● **Passage given**:
----

A Semi-Autonomous Defence (1871-1898)

The Militiaman and His Training

Volunteer Training

Throughout the year, and during the weeks or month immediately preceding the camps, volunteers were trained in their companies or, sometimes, at the battalion level. Their curriculum included drill and shooting practice. They learned to march, deploy in various ways, change fronts, execute movements by echelon, form lines of attack and fire at random. The training schools for officers and non-commissioned officers that proliferated after 1883 helped improve the quality of this kind of training.

The courses they offered lasted three months and concluded with a series of tests comprising some 40 questions dealing with manoeuvres, 10 with weapons and internal economy, and 20 with the articles of war, the Militia Act and the regulation for calling up troops in aid of the civil authorities. The written examination lasted six hours and concluded with a one-hour oral exam administered at camp. Books, notes and conversation were banned during the written test and no one could leave the room. The examiner gave three points for perfect answers, two for partly correct answers and zero for wrong answers. Candidates had to obtain two thirds of the maximum score to pass. One interesting provision in the regulation covering the courses tells us something about the real value some people attached to them: 11 corps commander or military doctor who sends a candidate to a course when he cannot read or is infirm shall pay for his return trip.” 6

Candidates for the Permanent Militia were required to take courses as well. A young man could hold a temporary commission but could not be officially accepted without passing a series of tests. For artillery candidates, the courses and tests dealt with ballistics (theory and practice), dynamic and static calculations, the resistance of materials, equipment, field artillery (theory and practice), the pieces used in garrison or in the field, aiming, firing, and use of the tackle, gin and crane. The RMC also offered a three-month introductory course on surveying, bridge-building in the field, demolition, land and underwater mines, and basic strategy and tactics. Elements of military law and administration appeared in subsequent promotion examinations. After this, the young officer returned to one of the batteries, where he was taught to assemble and work the guns. All told, he was required to progressively serve in all the positions held by his men in order to achieve a full understanding both of their duties and of his field gun - generally a rifled, muzzle-loaded 9-pounder firing ordinary shells, shrapnel, point-detonating and air-burst fuses and canister shells.

----

Quote the passage on militia training in full, word for word. The listing that comes next has no connection to the passage on militia training.

[Point labeling data from photos]
----

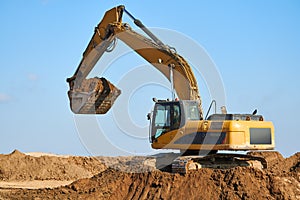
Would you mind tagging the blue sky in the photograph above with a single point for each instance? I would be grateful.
(254, 44)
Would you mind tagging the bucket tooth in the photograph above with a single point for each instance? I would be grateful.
(93, 96)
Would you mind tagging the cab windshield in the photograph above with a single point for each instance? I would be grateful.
(167, 117)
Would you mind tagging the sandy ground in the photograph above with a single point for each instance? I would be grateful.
(49, 176)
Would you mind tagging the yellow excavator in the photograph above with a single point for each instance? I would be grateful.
(176, 124)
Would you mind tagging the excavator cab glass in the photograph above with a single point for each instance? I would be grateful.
(172, 115)
(166, 116)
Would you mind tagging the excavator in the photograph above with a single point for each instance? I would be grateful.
(176, 124)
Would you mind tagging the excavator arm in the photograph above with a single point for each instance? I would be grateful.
(96, 96)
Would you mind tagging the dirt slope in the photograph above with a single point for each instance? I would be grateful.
(280, 181)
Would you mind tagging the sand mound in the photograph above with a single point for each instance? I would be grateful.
(280, 181)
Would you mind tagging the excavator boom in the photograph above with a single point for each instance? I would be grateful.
(86, 95)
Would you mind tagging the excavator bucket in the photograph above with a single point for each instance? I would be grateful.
(94, 96)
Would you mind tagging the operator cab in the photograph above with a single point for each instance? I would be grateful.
(171, 115)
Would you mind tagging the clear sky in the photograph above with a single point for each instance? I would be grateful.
(255, 46)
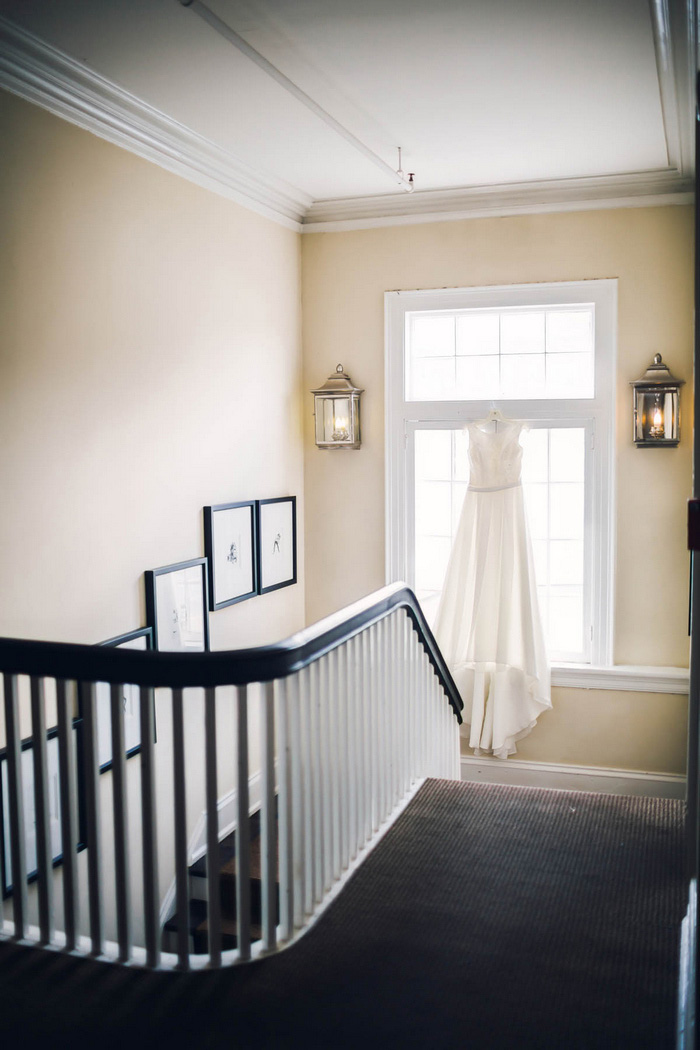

----

● **Correct result**:
A Semi-Autonomous Defence (1871-1898)

The Militiaman and His Training

Volunteer Training

Throughout the year, and during the weeks or month immediately preceding the camps, volunteers were trained in their companies or, sometimes, at the battalion level. Their curriculum included drill and shooting practice. They learned to march, deploy in various ways, change fronts, execute movements by echelon, form lines of attack and fire at random. The training schools for officers and non-commissioned officers that proliferated after 1883 helped improve the quality of this kind of training.

The courses they offered lasted three months and concluded with a series of tests comprising some 40 questions dealing with manoeuvres, 10 with weapons and internal economy, and 20 with the articles of war, the Militia Act and the regulation for calling up troops in aid of the civil authorities. The written examination lasted six hours and concluded with a one-hour oral exam administered at camp. Books, notes and conversation were banned during the written test and no one could leave the room. The examiner gave three points for perfect answers, two for partly correct answers and zero for wrong answers. Candidates had to obtain two thirds of the maximum score to pass. One interesting provision in the regulation covering the courses tells us something about the real value some people attached to them: 11 corps commander or military doctor who sends a candidate to a course when he cannot read or is infirm shall pay for his return trip.” 6

Candidates for the Permanent Militia were required to take courses as well. A young man could hold a temporary commission but could not be officially accepted without passing a series of tests. For artillery candidates, the courses and tests dealt with ballistics (theory and practice), dynamic and static calculations, the resistance of materials, equipment, field artillery (theory and practice), the pieces used in garrison or in the field, aiming, firing, and use of the tackle, gin and crane. The RMC also offered a three-month introductory course on surveying, bridge-building in the field, demolition, land and underwater mines, and basic strategy and tactics. Elements of military law and administration appeared in subsequent promotion examinations. After this, the young officer returned to one of the batteries, where he was taught to assemble and work the guns. All told, he was required to progressively serve in all the positions held by his men in order to achieve a full understanding both of their duties and of his field gun - generally a rifled, muzzle-loaded 9-pounder firing ordinary shells, shrapnel, point-detonating and air-burst fuses and canister shells.